• _GIVEN RECORDS_:
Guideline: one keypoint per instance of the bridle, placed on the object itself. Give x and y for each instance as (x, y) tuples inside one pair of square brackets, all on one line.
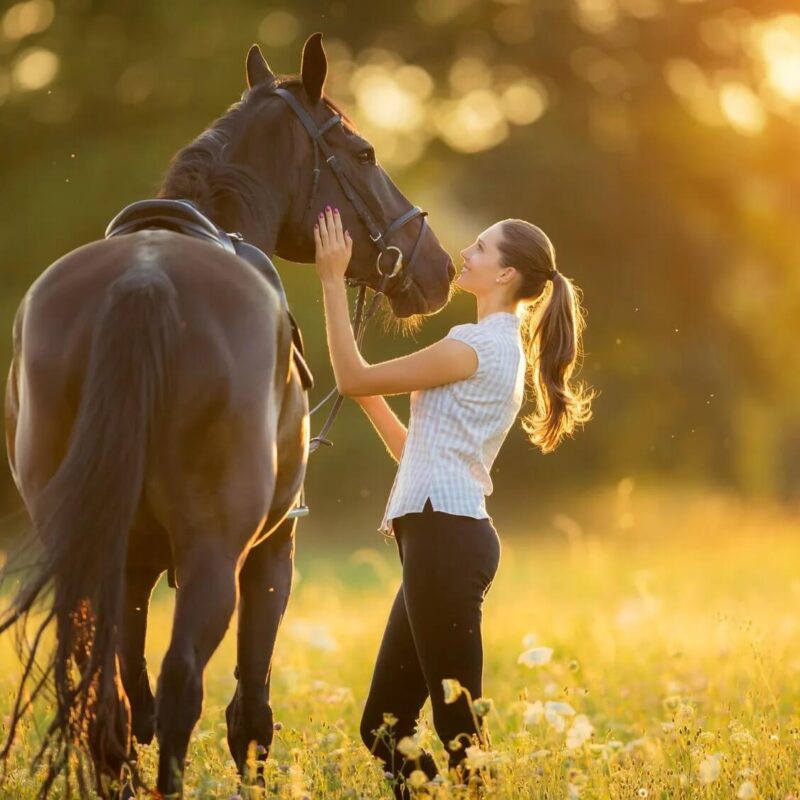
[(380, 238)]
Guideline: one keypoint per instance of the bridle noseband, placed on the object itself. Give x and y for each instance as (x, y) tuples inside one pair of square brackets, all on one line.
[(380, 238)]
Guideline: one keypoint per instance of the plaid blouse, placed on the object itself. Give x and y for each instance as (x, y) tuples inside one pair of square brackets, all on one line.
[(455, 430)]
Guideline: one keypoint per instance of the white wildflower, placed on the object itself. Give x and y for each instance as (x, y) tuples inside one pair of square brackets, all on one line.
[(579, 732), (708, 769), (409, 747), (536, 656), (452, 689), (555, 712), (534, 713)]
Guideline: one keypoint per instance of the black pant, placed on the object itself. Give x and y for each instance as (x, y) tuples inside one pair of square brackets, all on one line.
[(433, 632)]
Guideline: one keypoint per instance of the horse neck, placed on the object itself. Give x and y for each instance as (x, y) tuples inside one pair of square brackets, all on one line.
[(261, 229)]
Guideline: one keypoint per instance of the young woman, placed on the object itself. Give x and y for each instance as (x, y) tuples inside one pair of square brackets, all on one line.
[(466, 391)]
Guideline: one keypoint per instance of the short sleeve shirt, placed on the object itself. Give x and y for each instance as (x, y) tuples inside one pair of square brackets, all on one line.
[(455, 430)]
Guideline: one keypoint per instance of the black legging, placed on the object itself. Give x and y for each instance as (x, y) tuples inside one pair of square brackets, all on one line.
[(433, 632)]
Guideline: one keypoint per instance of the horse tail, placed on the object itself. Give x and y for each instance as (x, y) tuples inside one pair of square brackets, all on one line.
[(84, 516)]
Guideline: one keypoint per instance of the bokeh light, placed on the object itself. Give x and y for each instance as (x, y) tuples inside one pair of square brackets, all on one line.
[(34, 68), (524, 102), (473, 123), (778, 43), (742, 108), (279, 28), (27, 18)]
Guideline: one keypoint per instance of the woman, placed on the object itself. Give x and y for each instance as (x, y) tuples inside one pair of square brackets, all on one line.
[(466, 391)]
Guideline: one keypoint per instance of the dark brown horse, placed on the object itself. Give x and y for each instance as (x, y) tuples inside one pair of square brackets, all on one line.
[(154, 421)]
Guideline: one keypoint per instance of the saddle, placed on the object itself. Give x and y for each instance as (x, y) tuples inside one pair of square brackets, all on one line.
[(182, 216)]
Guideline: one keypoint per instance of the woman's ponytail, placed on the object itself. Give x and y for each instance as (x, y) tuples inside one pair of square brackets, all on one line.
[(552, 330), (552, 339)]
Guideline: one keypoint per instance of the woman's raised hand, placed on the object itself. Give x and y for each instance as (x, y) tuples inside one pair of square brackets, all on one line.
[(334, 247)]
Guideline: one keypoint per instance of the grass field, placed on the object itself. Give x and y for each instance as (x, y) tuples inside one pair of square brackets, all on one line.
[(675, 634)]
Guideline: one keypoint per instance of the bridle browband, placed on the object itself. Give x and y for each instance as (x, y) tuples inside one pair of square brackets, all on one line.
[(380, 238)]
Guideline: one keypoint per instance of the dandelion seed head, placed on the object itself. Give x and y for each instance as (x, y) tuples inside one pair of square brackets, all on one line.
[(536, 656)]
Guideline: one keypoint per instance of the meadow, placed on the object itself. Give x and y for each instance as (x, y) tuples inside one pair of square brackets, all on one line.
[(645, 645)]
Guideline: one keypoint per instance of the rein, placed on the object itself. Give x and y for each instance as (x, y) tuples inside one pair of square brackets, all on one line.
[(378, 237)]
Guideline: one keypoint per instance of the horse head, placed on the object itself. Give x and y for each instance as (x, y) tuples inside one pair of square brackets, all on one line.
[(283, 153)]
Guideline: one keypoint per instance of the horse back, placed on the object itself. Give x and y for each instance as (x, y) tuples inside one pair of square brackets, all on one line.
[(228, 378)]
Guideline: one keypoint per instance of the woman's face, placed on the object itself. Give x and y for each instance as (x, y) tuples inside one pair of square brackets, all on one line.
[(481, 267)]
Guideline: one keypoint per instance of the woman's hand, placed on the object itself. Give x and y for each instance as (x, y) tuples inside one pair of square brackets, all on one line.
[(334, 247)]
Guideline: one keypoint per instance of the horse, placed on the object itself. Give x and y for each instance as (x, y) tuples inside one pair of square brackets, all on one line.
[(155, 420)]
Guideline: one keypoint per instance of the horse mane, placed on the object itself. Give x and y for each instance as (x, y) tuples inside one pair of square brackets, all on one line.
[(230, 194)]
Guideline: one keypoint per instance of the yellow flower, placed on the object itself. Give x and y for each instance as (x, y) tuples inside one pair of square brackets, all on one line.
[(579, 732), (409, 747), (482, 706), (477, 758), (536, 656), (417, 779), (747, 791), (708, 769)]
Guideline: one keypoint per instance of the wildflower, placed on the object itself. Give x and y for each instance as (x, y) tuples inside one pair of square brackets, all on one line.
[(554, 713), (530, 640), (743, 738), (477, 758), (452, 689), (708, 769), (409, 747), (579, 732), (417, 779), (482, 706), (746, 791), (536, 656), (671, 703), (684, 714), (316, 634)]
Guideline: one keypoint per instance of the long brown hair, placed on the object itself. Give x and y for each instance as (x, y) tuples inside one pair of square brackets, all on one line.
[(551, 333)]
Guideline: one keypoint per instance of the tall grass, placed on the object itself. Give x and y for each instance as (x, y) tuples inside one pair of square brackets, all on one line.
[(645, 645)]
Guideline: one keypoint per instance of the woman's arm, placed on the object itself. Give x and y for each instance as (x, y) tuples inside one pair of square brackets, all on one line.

• _WHAT THIS TASK INVOLVES_: When you return the listing, keep it exact and omit any pictures it holds.

• _WRITTEN ANSWER_:
Guideline: one keypoint per instance of the bridle, placed on the object itself. Give x and y for each instance as (x, y) tuples inside one pair of square brackets, all on one line.
[(380, 238)]
Guideline: one keypoint per instance of the bridle noseband, placed on the object itself. Give x and y for each instance as (x, y) tuples inside one pair of square brackets, all on one line.
[(380, 238)]
Guideline: one keypoint per instance of the plaid blouse, placed on the object itself. Give x and y for each instance as (x, y) tuples inside one pair of square brackets, all on one line.
[(455, 430)]
Guideline: one keypoint per instance of the white wildflower, placed on the object itself. Give x and y for each instance as (x, y) tuples inside one pair of square brackets, all on one line.
[(579, 732), (708, 769), (409, 747), (536, 656), (452, 689), (555, 712), (534, 713)]
Guideline: one keypoint per instance of the black pant, placed on the object itself. Give x and y for each instance as (x, y) tuples inside one pair of square brackets, all on one line.
[(433, 632)]
Guideline: one keypoint per instance of the horse neck, placed on the object itself. Give x and y for each instance as (x, y) tuples inside one pair of square brackets, all on one line.
[(261, 229)]
Guideline: one keypoint per instance of the young woman, placed on the object itself. Give x and y for each instance as (x, y) tuples inside one pair of square brackets, all on one line.
[(466, 391)]
Guideline: one keypoint per instance of the short sleeve shirt, placed on the object itself. Give x and y for each instance as (x, y) tuples inside one pair of square brackets, all on one line.
[(455, 430)]
Guideline: one keypoint per instance of the black legging, placed on the object itself. Give x and y for each instance as (x, y) tuples inside one pair of square brackets, all on one line.
[(433, 632)]
Guideline: one keypoint per instance of the horse tail, placed on the object itself. Give x and y for each instance as (x, y) tuples inside one pair of square brackets, all on one line.
[(84, 516)]
Guideline: one keypoint per instance of the bokeh light, placed on the object itself. Give x and y for each instance as (x, y) tuples inside one pair of square brackets, all on one line.
[(34, 68), (524, 102), (473, 123), (778, 43), (742, 108), (279, 28), (27, 18)]
Guideline: one keypoint per instance of the woman, placed on the object itself. Give x and y for each instance as (x, y) tuples inside one pair of square brackets, all on one line.
[(466, 391)]
Guideline: one keypoint per instance of the dark brown horse, placed on the object itself. Give x and y for each instance as (x, y) tuples inside one pair of square brackets, all on one line.
[(154, 421)]
Guideline: one keypoint per instance of the saddle, placed on the object itself. Give x and y for each instance as (x, y) tuples inside one pair of square brackets, all on one line.
[(182, 216)]
Guideline: one keypoint per instance of the woman's ponytail, placed on the object itself. Give x and y for each instance as (x, y) tuples inside one pair of square brackets, all on one line.
[(552, 330), (552, 339)]
Guideline: one keypoint per instance of the woman's raised hand, placed on the object itself. Give x and y for each instance as (x, y) tuples inside one pair of square brackets, all on one line.
[(334, 247)]
Guideline: one keypoint per instance of the grass field, placed on the object itself. Give x and y for each instance as (x, y) tuples inside one pair of square brackets, all on one line.
[(675, 634)]
Guideline: one keypoint per instance of the bridle browband, placed on the object itself. Give x and y for each instance as (x, y) tuples inside one pair of square brackets, all on one line.
[(380, 238)]
Guideline: one keypoint per instance of the dandelion seed head, placed on the object itself. Give x and y for each instance as (x, y) tuples inside one pair of square brackets, all on one line.
[(536, 656)]
Guideline: one keypoint per instance of the meadow, placed on the object itself. Give x and y for each instance as (x, y) tuples inside one pair of square brackets, all on one line.
[(645, 645)]
Guideline: one keypoint per instance of the rein, placed on the object itself. Give x and y for each instance as (x, y) tuples inside one pair of square brackets, all on one line.
[(378, 237)]
Guideline: one keypoint per instance of the horse head, placed on the object itself. Give x and y for each instance as (x, y) tuples inside one pair of square brackets, all on one line.
[(283, 153)]
Guideline: one keypoint per instance of the horse back, placed on the object itself. Give x and y for each instance as (x, y) tuples inside one pair of square brackets, all on one line.
[(228, 378)]
Guideline: one keypoint per instance of the woman's face, placed on the object itself. Give x and y for each instance as (x, y) tuples inside one pair of square brackets, all on one line.
[(481, 267)]
Guideline: one keypoint per instance of the woman's hand, placed on the object itself. Give x and y for each instance as (x, y) tuples inside one pair of square brackets, all on one line.
[(334, 247)]
Guideline: one keypoint per instance of the horse, placed on the object itself. Give x and y for each instance as (x, y) tuples inside one pair of square brackets, all on one line.
[(155, 420)]
Guideline: one keypoint per instance of the horse mane, placed on the object itself. Give x and y for each instance as (x, y) tuples inside one pair of square brackets, all on one line.
[(230, 194)]
Guideline: one keypoint per instance of the yellow flower, placed on the object itself. Give x and y for each instance as (x, y) tuples inside one pair of square brackets, all on one line.
[(579, 732), (409, 747), (482, 706), (477, 758), (536, 656), (417, 779), (747, 791), (708, 769)]
Guideline: one keypoint per instance of the wildflower, placed on the object itself. Give x and y for each instance as (x, y) tuples inside one pair of square brackets, all on one line.
[(554, 713), (530, 640), (743, 738), (477, 758), (452, 689), (708, 769), (409, 747), (579, 732), (417, 779), (482, 706), (746, 791), (536, 656), (671, 703), (684, 714), (316, 634)]
Guideline: one keypoint per instance of the long brown hair, placed on the object itself. Give x and y for each instance as (x, y) tuples inside one pair of square brackets, all on one line.
[(551, 333)]
Guideline: one keypoint per instance of the tall grass, placed on the object itself. Give x and y for each instance as (x, y) tuples inside one pair of square brackets, all on one line.
[(645, 645)]
Guideline: one keypoint per instance of the woman's arm, placed on the object itself. Give x and y for each instance as (x, y) tuples inside one pair of square brackets, all on one line.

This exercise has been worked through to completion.